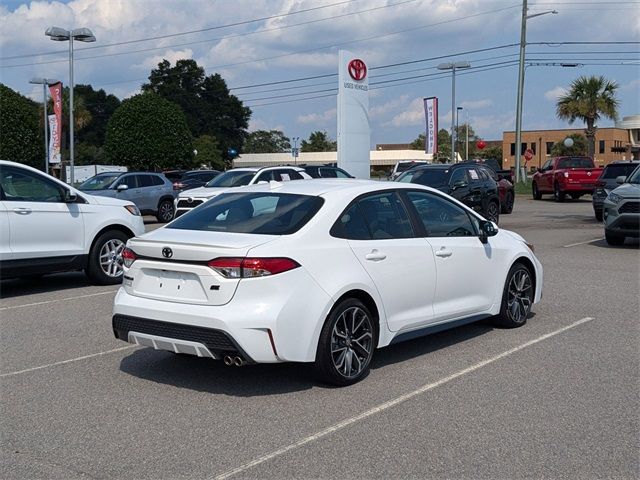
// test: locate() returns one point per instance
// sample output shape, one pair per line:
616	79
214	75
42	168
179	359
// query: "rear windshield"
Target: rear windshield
403	167
261	213
431	177
99	182
231	179
618	170
575	162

EXERCISE AIM -
All of the data above needs to be given again exactly. Leave out each image.

SOLVED PROBLEM -
// test: locate() returns one point per instance
// sample output shape, one pair per line:
616	79
214	75
42	168
179	359
// query: "rear windshield"
Target: rear windshield
403	167
261	213
431	177
99	182
231	179
618	170
575	162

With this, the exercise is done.